Source records —
____________

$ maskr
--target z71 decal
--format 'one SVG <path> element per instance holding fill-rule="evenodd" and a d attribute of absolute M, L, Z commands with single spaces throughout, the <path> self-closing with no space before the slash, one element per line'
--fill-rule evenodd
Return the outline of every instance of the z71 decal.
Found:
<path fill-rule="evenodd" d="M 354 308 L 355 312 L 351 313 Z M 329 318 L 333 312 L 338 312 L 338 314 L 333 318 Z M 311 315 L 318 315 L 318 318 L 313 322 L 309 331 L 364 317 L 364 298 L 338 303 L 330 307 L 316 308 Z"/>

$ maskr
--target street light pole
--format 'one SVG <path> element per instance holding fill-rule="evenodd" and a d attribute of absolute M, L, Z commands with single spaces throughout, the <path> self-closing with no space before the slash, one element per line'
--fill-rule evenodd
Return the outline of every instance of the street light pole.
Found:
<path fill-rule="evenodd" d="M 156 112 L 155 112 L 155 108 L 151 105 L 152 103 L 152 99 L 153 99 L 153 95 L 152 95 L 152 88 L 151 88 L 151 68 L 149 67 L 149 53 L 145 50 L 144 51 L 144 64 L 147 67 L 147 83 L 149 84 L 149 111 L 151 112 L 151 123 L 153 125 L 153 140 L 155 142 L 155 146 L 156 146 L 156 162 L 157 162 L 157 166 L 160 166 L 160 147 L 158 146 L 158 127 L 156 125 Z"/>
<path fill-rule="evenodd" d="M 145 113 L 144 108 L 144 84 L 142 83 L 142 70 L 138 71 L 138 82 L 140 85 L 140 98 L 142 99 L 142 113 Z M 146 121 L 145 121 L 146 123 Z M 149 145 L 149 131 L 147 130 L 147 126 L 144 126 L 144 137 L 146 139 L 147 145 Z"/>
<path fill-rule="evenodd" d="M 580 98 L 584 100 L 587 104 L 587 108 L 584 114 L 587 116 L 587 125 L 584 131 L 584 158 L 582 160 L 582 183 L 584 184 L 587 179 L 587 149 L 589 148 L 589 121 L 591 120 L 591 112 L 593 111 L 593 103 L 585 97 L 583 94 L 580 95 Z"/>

____________

Task details —
Keeping every character as it is, restate the lines above that run from the line with "--target street light pole" through the line with "Return the outline of every instance of the street", both included, and nothing else.

Exercise result —
--target street light pole
--format 'one SVG <path> element per instance holding fill-rule="evenodd" and a d attribute of absolute M, L, Z commands with single spaces throughout, the <path> self-closing with no space before the slash, one element per line'
--fill-rule evenodd
Return the outline of every instance of the street light pole.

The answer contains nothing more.